▶ Goal
Return each line of the listing below that contains the word "jacket".

▶ Rows

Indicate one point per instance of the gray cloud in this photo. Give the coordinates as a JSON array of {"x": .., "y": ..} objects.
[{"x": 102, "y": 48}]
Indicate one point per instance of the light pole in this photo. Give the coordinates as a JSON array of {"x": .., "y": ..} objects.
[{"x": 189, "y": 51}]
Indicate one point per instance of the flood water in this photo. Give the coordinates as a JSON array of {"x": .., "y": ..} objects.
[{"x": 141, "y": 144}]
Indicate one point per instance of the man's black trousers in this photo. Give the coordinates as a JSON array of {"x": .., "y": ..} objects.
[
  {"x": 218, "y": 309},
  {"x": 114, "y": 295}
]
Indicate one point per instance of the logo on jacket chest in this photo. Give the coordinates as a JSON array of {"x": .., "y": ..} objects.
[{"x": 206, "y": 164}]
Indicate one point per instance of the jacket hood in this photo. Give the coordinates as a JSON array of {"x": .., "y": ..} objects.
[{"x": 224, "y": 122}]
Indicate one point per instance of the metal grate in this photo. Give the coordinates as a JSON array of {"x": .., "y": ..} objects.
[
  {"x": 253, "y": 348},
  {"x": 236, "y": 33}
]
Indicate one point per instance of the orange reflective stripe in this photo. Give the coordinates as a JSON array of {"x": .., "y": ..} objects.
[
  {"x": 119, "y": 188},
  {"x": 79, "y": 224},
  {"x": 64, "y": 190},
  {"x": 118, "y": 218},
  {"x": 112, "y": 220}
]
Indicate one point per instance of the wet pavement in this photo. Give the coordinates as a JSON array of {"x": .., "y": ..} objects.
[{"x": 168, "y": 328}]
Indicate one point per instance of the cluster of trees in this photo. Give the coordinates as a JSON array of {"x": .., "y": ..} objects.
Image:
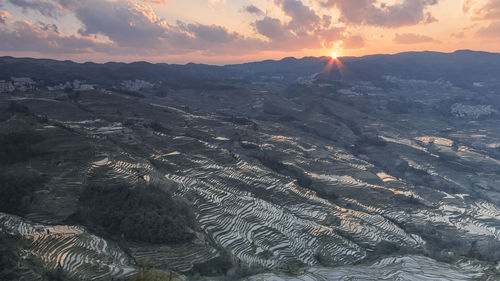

▶ Solution to the problem
Indicate one point per instance of the logo on jacket chest in this photo. Give the coordinates as a JSON array of {"x": .., "y": ..} objects.
Indicate one point per instance of the jacket hood in this photo. Give the coordinates as a JSON array of {"x": .., "y": ..} objects.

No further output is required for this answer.